_STUDY TEXT:_
»»

Notice that God did not send Babylon at the very first sign of Israel’s rebellion. He didn’t starve the people within the week after they didn’t observe the Sabbath. He didn’t send locusts within the hour when the people lied, cheated, and hurt one another. Rather, He was patient. He had already given them the Mosaic Law to remind them of what He had called them to do. He then sent prophets to call them to repentance for their rebellion against Him. He then made food scarce, hoping their hunger would drive them back. And on and on it went. But not because God was quick to anger. Rather, God showed incredible patience with His people.

This truth should be reassuring to you. Because God is slow to anger with your sin and shortcomings, you can approach His throne of grace with confidence (Hebrews 4:16). You do not have to worry that He will fly off the handle at you for the lie you told last week or the impure thoughts you had last night. While He does not take your sin lightly (after all, He paid for your sin with His death on the cross!), He does not lose His temper with you. He is patiently working within you through His Holy Spirit, because as His bio says, He is slow to anger.

The Merciful & Gracious God

by Erin Bird

Years ago, I read Praise Habit, a devotional book by David Crowder, the Christian music artist. If you aren’t familiar with Crowder, he is a bit quirky. You can see it in his appearance (his beard is epic!). You can hear it on many of his albums. But you especially see his quirkiness in his writing.

While David’s “quirkiness” created memorable devotionals from the Psalms, the place I most vividly recall his quirkiness in the book was the “author’s bio” at the end. (Unfortunately, I lent the book to someone and don’t recall who I gave it to, so I can’t go grab it off my shelf and type the bio accurately.) But what I recall is that just before the back cover was a photo of Mr. Crowder peering out a window. Under the photo, it said something like this…

“David Crowder is the pastor of music and arts at University Baptist Church in Waco, Texas, where he lives with his beautiful wife, Toni. He is also the lead singer and frontman for the band that bears his name. This is his first book. David is peering into the distance because the photographer told him to. Perhaps it makes him look smarter. Also, he is writing this in third person.”

If you were to write an “author’s bio” for yourself, you might not write it quite as humorously,(maybe you would) but I do suspect you’d do at least one thing similar. You’d write briefly.

««

_RECORDS SHOWN:_
»»

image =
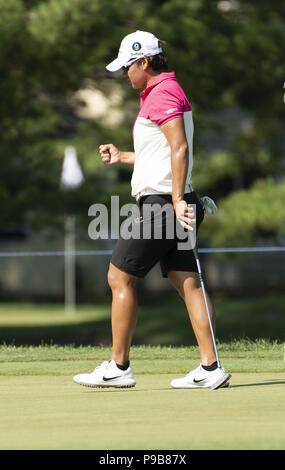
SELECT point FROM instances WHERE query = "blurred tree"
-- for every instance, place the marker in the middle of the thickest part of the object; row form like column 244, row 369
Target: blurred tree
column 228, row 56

««

_WHAT THIS EXERCISE ASKS:_
• a. In the devotional text, repeat the words from "Years ago, I" to "in his writing.".
• b. Which devotional book by David Crowder does the devotional text say its author read years ago?

_ANSWERS TO THE EXERCISE:_
• a.
Years ago, I read Praise Habit, a devotional book by David Crowder, the Christian music artist. If you aren’t familiar with Crowder, he is a bit quirky. You can see it in his appearance (his beard is epic!). You can hear it on many of his albums. But you especially see his quirkiness in his writing.

• b. Praise Habit